WRITTEN INSTRUCTION: Count the lines in the items below that contain the string "beach", treating uppercase and lowercase as different. Reply with the number only.
◆ ◆ ◆ ◆ ◆
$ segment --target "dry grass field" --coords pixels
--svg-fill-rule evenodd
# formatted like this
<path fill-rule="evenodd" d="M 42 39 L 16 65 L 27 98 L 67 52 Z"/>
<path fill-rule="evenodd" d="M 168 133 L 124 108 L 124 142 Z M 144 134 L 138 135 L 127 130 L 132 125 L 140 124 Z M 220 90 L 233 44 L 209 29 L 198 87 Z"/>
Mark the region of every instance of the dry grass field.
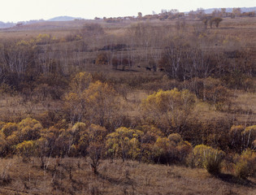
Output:
<path fill-rule="evenodd" d="M 0 194 L 256 194 L 255 24 L 0 29 Z M 221 151 L 218 174 L 202 145 Z"/>
<path fill-rule="evenodd" d="M 2 159 L 2 194 L 248 194 L 256 193 L 256 180 L 231 175 L 218 177 L 203 169 L 105 160 L 95 176 L 84 158 Z M 2 180 L 5 177 L 6 180 Z"/>

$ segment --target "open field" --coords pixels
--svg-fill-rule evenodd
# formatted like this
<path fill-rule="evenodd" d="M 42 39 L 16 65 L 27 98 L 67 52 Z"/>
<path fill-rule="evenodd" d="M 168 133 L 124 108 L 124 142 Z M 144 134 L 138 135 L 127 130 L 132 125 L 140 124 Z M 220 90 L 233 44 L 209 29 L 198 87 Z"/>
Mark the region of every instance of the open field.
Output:
<path fill-rule="evenodd" d="M 213 19 L 0 29 L 0 193 L 254 194 L 256 17 Z"/>
<path fill-rule="evenodd" d="M 40 168 L 38 160 L 33 158 L 28 163 L 19 158 L 2 160 L 1 166 L 7 168 L 1 170 L 1 174 L 5 174 L 11 182 L 2 185 L 0 192 L 10 195 L 113 193 L 253 195 L 256 192 L 255 179 L 242 181 L 228 174 L 215 177 L 198 168 L 106 160 L 100 165 L 99 175 L 94 176 L 83 158 L 59 159 L 58 162 L 56 159 L 49 159 L 46 170 Z"/>

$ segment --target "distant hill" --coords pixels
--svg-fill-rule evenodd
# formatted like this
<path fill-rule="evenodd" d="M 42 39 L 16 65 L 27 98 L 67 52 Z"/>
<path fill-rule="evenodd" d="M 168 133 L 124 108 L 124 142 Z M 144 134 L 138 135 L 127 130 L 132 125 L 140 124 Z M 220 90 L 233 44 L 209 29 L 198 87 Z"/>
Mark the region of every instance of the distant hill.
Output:
<path fill-rule="evenodd" d="M 14 23 L 4 23 L 0 21 L 0 28 L 11 28 L 14 27 L 15 24 Z"/>
<path fill-rule="evenodd" d="M 52 19 L 49 19 L 48 21 L 72 21 L 75 20 L 82 20 L 82 18 L 75 18 L 72 16 L 58 16 Z"/>
<path fill-rule="evenodd" d="M 206 9 L 204 10 L 206 14 L 211 14 L 212 11 L 215 10 L 221 10 L 221 8 L 210 8 L 210 9 Z M 232 12 L 233 10 L 232 7 L 226 8 L 226 12 Z M 256 6 L 254 7 L 241 7 L 241 12 L 251 12 L 251 11 L 256 11 Z"/>

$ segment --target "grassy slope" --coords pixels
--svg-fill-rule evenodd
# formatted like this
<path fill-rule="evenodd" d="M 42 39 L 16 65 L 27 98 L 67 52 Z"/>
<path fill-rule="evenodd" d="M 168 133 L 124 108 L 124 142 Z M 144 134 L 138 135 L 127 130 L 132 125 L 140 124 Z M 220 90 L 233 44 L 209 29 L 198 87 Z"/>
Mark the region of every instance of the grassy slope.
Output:
<path fill-rule="evenodd" d="M 11 183 L 0 186 L 2 194 L 17 190 L 29 194 L 255 194 L 256 180 L 241 181 L 229 175 L 214 177 L 203 169 L 139 163 L 121 160 L 103 161 L 94 176 L 85 159 L 49 161 L 40 168 L 39 159 L 24 163 L 19 158 L 2 159 L 1 176 Z M 78 168 L 80 164 L 80 168 Z M 72 167 L 72 179 L 68 168 Z M 55 167 L 55 168 L 54 168 Z M 4 171 L 5 170 L 5 171 Z"/>

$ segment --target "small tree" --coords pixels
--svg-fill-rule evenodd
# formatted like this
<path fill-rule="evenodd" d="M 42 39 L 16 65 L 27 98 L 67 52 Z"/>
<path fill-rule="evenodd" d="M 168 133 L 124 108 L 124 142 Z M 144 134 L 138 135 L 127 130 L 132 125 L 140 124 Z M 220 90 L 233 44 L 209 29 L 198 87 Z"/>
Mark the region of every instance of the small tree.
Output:
<path fill-rule="evenodd" d="M 198 145 L 193 149 L 197 167 L 204 167 L 210 174 L 219 174 L 224 153 L 205 145 Z"/>

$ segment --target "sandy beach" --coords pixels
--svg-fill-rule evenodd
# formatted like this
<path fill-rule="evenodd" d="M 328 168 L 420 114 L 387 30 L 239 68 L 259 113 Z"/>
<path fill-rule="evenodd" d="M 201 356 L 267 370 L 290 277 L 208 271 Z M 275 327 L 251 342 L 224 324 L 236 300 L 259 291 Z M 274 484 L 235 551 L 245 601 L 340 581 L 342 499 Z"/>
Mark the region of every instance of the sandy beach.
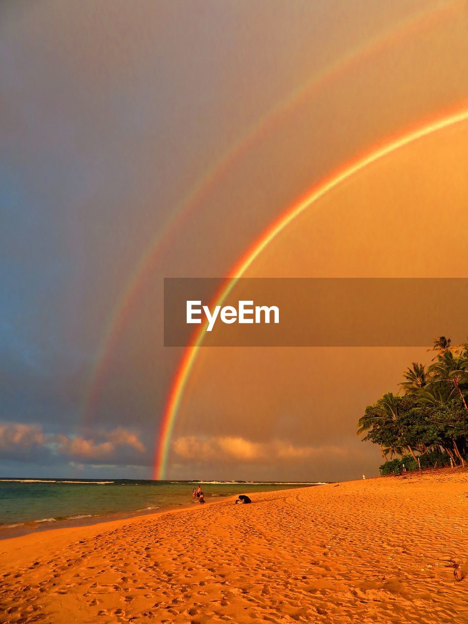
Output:
<path fill-rule="evenodd" d="M 0 620 L 468 621 L 468 470 L 253 500 L 4 540 Z"/>

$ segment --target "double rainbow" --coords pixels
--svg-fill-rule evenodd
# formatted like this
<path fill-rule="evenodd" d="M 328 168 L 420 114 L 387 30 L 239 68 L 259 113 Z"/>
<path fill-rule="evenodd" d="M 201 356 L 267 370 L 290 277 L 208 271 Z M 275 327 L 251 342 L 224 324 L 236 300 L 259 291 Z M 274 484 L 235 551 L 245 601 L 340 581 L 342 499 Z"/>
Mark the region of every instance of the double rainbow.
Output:
<path fill-rule="evenodd" d="M 464 107 L 451 114 L 446 114 L 442 117 L 421 125 L 399 137 L 391 139 L 384 145 L 375 146 L 366 154 L 348 163 L 331 175 L 326 178 L 291 207 L 288 208 L 255 241 L 230 271 L 223 286 L 215 295 L 213 305 L 222 305 L 225 298 L 235 287 L 237 280 L 242 277 L 252 263 L 271 241 L 305 210 L 313 206 L 328 193 L 355 174 L 363 171 L 378 160 L 380 160 L 397 150 L 430 134 L 444 130 L 467 120 L 468 120 L 468 107 Z M 165 477 L 170 441 L 180 401 L 198 349 L 203 344 L 205 331 L 206 325 L 200 325 L 200 329 L 195 334 L 190 344 L 185 349 L 174 377 L 158 432 L 158 445 L 154 461 L 154 479 L 163 479 Z"/>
◆ ◆ ◆ ◆ ◆
TASK ANSWER: 2